- LISTING -
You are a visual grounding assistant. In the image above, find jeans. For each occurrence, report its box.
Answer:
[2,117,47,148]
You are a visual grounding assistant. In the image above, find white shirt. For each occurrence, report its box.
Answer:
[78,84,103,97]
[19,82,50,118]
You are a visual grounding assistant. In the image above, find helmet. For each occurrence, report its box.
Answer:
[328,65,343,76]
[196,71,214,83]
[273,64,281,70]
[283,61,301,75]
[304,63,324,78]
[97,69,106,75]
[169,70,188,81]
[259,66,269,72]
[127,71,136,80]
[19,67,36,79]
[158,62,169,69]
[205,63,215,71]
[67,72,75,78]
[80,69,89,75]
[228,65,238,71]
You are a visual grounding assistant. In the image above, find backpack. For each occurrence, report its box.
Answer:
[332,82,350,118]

--

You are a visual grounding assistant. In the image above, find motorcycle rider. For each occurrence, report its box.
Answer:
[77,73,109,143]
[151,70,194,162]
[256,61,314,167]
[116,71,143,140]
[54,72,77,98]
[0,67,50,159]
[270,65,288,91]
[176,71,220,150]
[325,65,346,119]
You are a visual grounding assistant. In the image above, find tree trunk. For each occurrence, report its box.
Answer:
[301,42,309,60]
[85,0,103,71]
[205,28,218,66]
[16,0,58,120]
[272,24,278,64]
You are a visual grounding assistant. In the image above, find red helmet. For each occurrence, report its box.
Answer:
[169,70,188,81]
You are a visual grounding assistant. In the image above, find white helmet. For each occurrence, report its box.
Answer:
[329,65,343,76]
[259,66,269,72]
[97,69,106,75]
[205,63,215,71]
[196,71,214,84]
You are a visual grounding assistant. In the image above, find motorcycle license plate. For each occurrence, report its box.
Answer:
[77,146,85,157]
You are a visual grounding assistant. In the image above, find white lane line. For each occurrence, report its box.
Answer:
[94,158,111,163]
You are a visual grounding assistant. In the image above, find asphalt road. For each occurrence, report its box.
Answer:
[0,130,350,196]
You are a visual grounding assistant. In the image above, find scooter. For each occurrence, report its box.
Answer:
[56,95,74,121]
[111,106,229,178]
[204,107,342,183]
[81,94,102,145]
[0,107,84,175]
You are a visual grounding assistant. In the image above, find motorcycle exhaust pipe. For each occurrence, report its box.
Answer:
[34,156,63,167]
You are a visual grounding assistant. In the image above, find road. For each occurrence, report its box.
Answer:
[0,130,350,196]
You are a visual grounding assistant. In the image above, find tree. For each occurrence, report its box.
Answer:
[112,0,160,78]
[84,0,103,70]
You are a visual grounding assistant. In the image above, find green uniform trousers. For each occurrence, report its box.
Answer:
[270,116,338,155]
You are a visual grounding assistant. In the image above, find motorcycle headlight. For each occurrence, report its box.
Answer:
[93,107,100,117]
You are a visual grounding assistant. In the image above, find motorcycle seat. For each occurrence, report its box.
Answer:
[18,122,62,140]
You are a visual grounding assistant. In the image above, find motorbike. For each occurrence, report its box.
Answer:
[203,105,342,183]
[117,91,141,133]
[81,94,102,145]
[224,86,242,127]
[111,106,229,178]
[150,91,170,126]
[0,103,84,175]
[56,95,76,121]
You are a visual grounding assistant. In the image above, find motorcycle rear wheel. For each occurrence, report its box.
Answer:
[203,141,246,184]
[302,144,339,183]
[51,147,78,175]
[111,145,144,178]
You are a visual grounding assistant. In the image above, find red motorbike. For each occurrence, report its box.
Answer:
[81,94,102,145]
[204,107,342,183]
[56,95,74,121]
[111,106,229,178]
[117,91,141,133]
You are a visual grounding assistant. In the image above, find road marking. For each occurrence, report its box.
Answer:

- TO BE DONE -
Can you rewrite the entries that open with the line containing "jeans. For each occurrence, report its box." and close with the line containing "[332,82,350,118]", putting "rucksack" wherever "backpack" appears and leaving everything else as it is?

- WRITTEN SOLUTION -
You are a visual grounding assistant. In the image above, find jeans. For each occurrence, report its box.
Answer:
[2,117,47,148]
You are a visual grounding assistant. In the image above, find white shirt. For each occurrence, report its box.
Answer:
[78,84,103,97]
[19,82,50,118]
You are a visual grounding assistant. In the image above, find helmet. For each occurrence, report its box.
Answer:
[328,65,343,76]
[196,71,214,83]
[273,64,281,70]
[283,61,301,75]
[304,63,324,78]
[97,69,106,75]
[169,70,188,81]
[259,66,269,72]
[127,71,136,80]
[19,67,36,79]
[158,62,169,69]
[205,63,215,71]
[67,72,75,78]
[80,69,89,75]
[228,65,238,71]
You are a visual grounding assistant. In the image above, find rucksack. For each occurrence, report its box.
Answer:
[332,82,350,118]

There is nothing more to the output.